◆ **Data for the task**:
····················

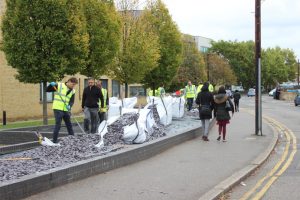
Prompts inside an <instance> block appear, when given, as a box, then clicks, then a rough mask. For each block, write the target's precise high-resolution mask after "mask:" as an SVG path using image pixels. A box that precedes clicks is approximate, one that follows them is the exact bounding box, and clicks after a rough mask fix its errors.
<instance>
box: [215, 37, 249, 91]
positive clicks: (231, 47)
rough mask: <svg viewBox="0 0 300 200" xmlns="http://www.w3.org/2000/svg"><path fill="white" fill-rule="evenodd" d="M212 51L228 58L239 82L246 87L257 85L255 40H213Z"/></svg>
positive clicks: (224, 56) (229, 63) (234, 73)
mask: <svg viewBox="0 0 300 200" xmlns="http://www.w3.org/2000/svg"><path fill="white" fill-rule="evenodd" d="M210 51H212V52H216V53H217V54H219V55H221V56H223V57H224V58H225V59H227V60H228V62H229V65H230V66H231V68H232V70H233V72H234V74H235V76H236V77H237V83H238V84H240V83H241V84H242V85H243V86H244V87H245V88H250V87H253V86H254V85H255V64H254V42H253V41H246V42H237V41H234V42H233V41H223V40H221V41H218V42H212V48H211V49H210Z"/></svg>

····················

◆ **What to do**: Your output is the lines from the top of the entries through the line containing "positive clicks: (231, 47)", exactly as they stand. No pictures belong in it.

◆ **Output for this task**:
Prompts inside an <instance> block appear, when given, as a box, then clicks, then a rough mask. For each block, write the target's precise high-resolution mask after "mask:" as an SVG path using image pixels. A box that precedes clicks is approximate, one that follows them is the exact bounding box, and clicks after a rough mask fix its errors.
<instance>
box: [215, 37, 249, 91]
positive clicks: (231, 47)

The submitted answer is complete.